Work request> Could the lines from the one containing "Please mark the sky" through the end of the material below be returned exactly, with nothing else?

Input material>

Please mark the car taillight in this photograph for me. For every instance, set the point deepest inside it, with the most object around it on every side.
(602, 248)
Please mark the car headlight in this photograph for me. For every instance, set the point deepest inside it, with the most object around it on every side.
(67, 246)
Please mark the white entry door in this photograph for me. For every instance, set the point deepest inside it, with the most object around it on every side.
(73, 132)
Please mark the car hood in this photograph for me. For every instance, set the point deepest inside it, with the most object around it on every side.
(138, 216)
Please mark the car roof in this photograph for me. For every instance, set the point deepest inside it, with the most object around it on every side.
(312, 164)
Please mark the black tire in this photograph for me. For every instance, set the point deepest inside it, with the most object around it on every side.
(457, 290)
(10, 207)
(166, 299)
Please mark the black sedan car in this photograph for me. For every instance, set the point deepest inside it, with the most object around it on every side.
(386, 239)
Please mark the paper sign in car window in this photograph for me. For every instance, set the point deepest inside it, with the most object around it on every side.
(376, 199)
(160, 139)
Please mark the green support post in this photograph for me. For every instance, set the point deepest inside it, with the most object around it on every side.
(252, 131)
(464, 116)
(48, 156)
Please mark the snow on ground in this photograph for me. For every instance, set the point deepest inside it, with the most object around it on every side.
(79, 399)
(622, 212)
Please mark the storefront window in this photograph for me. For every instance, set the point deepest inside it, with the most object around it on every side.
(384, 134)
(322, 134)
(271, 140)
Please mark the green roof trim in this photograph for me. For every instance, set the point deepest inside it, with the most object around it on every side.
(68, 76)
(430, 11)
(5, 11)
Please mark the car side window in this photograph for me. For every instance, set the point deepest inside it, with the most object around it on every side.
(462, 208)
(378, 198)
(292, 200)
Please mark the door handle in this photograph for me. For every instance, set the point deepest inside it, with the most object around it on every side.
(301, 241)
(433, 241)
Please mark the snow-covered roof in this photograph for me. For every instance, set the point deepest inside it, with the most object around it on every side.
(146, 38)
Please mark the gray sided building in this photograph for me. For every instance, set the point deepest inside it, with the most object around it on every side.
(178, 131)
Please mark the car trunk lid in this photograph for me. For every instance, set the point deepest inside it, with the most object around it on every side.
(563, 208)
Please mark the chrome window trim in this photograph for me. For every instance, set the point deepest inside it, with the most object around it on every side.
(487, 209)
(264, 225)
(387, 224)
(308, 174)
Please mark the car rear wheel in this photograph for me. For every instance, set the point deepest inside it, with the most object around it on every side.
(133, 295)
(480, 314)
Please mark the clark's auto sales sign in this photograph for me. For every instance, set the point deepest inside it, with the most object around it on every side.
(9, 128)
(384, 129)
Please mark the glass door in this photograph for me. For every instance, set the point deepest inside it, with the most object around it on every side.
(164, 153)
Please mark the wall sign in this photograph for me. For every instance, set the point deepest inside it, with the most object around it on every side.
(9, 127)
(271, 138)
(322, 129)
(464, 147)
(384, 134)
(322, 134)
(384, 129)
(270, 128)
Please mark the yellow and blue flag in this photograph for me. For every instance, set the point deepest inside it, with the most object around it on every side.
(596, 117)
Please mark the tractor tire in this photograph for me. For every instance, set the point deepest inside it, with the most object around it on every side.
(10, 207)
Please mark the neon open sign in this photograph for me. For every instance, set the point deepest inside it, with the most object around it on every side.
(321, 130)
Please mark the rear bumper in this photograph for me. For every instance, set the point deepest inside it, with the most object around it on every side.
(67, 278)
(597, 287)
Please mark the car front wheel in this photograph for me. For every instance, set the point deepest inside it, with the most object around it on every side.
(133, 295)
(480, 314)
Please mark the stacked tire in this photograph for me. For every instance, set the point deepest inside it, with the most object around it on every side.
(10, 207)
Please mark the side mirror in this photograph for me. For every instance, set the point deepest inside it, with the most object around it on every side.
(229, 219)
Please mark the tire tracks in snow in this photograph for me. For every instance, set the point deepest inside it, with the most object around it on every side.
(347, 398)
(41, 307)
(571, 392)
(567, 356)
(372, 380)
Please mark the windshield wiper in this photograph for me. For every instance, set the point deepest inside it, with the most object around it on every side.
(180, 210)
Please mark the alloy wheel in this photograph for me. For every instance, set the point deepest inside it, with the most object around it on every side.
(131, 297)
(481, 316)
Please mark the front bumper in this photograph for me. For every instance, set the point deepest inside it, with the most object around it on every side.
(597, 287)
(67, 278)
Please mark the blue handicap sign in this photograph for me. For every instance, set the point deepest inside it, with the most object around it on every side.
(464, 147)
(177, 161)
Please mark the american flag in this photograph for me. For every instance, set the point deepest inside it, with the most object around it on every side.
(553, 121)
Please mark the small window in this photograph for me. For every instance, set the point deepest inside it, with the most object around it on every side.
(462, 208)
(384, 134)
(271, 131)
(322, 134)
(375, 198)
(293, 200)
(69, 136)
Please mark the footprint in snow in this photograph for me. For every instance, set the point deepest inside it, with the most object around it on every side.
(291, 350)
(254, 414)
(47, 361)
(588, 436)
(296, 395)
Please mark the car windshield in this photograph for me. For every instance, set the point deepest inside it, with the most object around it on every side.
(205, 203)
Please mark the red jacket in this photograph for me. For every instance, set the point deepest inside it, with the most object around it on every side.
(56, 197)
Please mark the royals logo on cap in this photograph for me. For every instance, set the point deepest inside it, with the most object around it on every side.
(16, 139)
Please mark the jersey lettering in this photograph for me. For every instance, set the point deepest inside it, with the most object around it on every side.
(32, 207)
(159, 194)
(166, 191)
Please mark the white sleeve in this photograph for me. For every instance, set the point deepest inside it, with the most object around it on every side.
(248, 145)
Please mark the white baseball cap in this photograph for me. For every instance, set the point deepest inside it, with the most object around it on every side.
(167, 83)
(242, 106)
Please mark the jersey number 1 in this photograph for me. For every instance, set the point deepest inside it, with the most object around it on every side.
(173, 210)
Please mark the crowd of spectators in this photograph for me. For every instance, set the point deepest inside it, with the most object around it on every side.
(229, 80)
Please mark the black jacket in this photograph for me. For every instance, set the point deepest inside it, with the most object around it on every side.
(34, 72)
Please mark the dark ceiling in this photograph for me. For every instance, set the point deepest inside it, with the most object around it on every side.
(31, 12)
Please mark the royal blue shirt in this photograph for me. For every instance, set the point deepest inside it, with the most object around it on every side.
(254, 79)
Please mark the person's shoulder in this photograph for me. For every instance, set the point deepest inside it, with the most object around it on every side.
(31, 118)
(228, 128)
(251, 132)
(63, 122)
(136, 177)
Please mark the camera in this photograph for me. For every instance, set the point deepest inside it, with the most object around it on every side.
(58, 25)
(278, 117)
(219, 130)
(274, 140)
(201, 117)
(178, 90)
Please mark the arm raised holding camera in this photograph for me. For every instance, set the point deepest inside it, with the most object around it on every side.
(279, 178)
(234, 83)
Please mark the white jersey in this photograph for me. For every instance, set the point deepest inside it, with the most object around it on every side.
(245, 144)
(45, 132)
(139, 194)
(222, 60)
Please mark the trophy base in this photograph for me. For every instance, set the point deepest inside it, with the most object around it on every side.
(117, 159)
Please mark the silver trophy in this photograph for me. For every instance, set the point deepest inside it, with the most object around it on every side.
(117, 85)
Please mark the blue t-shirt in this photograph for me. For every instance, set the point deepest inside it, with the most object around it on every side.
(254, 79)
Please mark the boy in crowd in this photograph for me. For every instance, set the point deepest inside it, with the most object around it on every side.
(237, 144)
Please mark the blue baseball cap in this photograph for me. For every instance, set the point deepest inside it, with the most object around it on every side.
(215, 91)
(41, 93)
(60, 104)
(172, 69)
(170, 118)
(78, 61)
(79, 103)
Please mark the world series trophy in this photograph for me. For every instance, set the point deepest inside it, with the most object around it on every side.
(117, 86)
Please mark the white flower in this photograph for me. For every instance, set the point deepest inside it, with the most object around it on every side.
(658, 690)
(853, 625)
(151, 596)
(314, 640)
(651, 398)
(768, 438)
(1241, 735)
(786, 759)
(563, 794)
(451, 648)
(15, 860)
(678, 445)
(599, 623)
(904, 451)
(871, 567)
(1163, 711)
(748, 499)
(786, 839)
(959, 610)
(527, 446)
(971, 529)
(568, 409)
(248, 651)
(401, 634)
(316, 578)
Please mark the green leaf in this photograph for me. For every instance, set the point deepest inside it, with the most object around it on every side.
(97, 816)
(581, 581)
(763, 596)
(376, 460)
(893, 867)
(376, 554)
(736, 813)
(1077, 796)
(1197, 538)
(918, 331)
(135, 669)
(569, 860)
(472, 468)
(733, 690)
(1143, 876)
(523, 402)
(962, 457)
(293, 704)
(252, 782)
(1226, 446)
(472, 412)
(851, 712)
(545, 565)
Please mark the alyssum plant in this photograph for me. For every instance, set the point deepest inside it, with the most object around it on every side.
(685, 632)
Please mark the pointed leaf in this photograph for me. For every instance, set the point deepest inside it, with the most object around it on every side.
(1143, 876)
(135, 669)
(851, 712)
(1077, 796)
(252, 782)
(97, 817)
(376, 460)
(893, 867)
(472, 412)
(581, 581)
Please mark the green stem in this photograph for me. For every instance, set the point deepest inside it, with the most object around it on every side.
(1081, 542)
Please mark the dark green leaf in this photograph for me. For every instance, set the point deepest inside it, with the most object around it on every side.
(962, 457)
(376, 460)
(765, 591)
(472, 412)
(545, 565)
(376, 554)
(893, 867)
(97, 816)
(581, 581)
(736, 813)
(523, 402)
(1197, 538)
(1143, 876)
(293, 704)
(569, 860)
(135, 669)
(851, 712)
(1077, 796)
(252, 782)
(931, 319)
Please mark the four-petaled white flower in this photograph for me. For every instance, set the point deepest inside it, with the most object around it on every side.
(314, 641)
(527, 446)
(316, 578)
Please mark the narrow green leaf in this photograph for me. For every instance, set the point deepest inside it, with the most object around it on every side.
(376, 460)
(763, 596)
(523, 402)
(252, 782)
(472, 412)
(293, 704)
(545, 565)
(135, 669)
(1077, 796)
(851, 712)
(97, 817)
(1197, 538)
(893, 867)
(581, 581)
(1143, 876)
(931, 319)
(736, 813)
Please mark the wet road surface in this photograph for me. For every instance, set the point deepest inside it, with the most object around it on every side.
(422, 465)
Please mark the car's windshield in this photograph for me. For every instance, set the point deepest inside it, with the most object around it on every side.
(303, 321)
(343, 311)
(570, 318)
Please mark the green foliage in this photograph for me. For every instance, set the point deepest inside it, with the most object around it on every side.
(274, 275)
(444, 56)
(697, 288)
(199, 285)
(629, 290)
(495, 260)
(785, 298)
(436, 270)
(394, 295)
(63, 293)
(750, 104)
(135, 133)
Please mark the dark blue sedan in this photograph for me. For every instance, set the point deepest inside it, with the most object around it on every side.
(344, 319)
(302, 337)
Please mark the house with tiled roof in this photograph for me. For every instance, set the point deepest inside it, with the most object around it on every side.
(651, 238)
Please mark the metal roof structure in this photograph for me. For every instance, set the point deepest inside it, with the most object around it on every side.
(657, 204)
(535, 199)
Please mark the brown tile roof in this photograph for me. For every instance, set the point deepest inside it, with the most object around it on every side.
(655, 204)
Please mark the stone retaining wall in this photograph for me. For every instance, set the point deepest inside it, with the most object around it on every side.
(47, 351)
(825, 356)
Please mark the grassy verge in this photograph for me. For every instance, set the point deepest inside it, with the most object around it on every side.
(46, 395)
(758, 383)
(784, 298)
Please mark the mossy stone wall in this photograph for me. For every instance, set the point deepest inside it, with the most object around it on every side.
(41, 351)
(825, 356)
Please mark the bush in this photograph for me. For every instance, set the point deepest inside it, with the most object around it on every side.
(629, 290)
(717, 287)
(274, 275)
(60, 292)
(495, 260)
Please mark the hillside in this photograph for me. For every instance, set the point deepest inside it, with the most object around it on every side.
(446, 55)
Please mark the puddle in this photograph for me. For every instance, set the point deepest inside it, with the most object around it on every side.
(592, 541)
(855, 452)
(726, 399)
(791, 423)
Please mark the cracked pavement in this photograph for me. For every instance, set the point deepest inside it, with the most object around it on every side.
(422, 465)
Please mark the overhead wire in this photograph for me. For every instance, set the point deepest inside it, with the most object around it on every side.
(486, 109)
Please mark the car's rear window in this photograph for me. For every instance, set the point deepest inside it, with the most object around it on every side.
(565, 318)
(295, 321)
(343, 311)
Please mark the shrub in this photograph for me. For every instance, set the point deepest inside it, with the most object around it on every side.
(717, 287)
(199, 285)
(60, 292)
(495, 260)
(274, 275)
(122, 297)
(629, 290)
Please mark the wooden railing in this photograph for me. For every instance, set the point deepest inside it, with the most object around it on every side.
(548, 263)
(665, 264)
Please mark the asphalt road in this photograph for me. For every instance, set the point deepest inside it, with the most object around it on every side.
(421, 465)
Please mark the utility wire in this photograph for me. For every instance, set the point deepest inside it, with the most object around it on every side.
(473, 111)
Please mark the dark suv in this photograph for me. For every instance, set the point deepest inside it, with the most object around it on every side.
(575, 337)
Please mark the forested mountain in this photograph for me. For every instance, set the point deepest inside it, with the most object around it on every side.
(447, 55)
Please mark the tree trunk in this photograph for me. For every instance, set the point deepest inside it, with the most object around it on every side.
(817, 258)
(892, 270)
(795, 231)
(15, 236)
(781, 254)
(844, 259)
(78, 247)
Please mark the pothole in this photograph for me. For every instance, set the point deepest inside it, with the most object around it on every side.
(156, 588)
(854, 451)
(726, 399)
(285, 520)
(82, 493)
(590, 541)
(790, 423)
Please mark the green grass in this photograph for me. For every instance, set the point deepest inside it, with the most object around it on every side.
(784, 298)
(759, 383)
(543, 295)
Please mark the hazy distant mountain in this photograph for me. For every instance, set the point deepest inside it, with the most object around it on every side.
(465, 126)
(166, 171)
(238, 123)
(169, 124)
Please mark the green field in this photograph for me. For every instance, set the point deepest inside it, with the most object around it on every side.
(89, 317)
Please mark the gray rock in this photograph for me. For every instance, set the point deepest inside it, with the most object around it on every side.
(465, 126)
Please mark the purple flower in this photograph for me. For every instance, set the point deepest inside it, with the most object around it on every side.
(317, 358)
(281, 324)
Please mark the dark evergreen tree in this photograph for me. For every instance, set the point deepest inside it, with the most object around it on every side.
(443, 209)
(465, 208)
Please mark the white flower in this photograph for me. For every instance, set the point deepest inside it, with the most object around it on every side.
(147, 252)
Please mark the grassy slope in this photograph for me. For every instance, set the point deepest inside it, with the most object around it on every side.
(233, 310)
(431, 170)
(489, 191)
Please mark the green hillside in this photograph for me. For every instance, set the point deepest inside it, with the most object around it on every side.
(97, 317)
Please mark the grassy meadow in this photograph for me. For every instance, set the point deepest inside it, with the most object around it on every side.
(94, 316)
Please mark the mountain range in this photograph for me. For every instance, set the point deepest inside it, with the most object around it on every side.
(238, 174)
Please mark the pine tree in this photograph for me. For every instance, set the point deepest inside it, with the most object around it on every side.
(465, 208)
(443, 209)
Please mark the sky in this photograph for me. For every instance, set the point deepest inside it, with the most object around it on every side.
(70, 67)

Result below>
Please mark the sky in this photograph for me. For every instance, set the point deepest inside it, with the most object around it on every side.
(70, 67)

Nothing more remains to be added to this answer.